### GETOONDE TEKST
# # #
Het Decreet betreffende de omgevingsvergunning van 25 april 2014, artikels 24 en 42.
Het Decreet betreffende de omgevingsvergunning van 25 april 2014, artikels 5 en 6.
Het college van burgemeester en schepenen geeft geen advies.
WAT GAAT AAN DEZE BESLISSING VOORAF?
Belgian Shell NV met als contactadres Kantersteen 47, 1000 Brussel heeft een aanvraag (OMV_2023139449) ingediend bij de deputatie op 21 maart 2024.
De aanvraag omgevingsvergunning van de exploitatie van een ingedeelde inrichting of activiteit handelt over:
• Onderwerp: het veranderen van een inrichting voor de productie van smeermiddelen (IIOA) + bijstelling
• Adres: Pantserschipstraat 108 en 301, 9000 Gent
• Kadastrale gegevens: afdeling 13 sectie S nrs. 320G2 en 358S
Het resultaat van het ontvankelijkheids- en volledigheidsonderzoek werd verzonden op 2 mei 2024.
De deputatie heeft het college van burgemeester en schepenen om advies gevraagd op 2 mei 2024.
De aanvraag volgde de gewone procedure.
Volgend verslag werd uitgebracht door de gemeentelijk omgevingsambtenaar op 12 juni 2024.
OMSCHRIJVING AANVRAAG
1. BESCHRIJVING VAN DE OMGEVING, DE PLAATS EN HET PROJECT
Het betreft het veranderen van een inrichting voor de productie van smeermiddelen (IIOA) + bijstelling.
Belgian Shell produceert in Gent zeep-, klei en PU-vetten.
De totale capaciteit van de vetfabriek bedraagt 17.000 ton op jaarbasis.
Met voorliggende aanvraag wenst Belgian Shell de volgende wijzigingen door te voeren:
Afvoeren Stamina-project
In 2022 werd er een vergunning afgeleverd aan Belgian Shell voor het bouwen van een nieuwe PU-unit (U0500) (Stamina -project) en een uitbreiding van Unit 0200 (tankenpark).
Deze vergunning werd verleend op 25/11/2022, OMV nummer OMV_2022026170_EA.
Belgian Shell kreeg echter van het General Management het bericht dat deze projecten niet in uitvoering konden gaan.
# # #
### VERSTREKTE GEGEVENS
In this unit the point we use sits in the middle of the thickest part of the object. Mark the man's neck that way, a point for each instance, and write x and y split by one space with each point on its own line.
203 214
# # #
### AAN DE SLAG
Kun je uit de tekst over de omgevingsvergunning hierboven het stuk dat begint bij de woorden met "De deputatie heeft" en eindigt met "klei en PU-vetten." woord voor woord opnieuw weergeven?

### OPLOSSING
De deputatie heeft het college van burgemeester en schepenen om advies gevraagd op 2 mei 2024.
De aanvraag volgde de gewone procedure.
Volgend verslag werd uitgebracht door de gemeentelijk omgevingsambtenaar op 12 juni 2024.
OMSCHRIJVING AANVRAAG
1. BESCHRIJVING VAN DE OMGEVING, DE PLAATS EN HET PROJECT
Het betreft het veranderen van een inrichting voor de productie van smeermiddelen (IIOA) + bijstelling.
Belgian Shell produceert in Gent zeep-, klei en PU-vetten.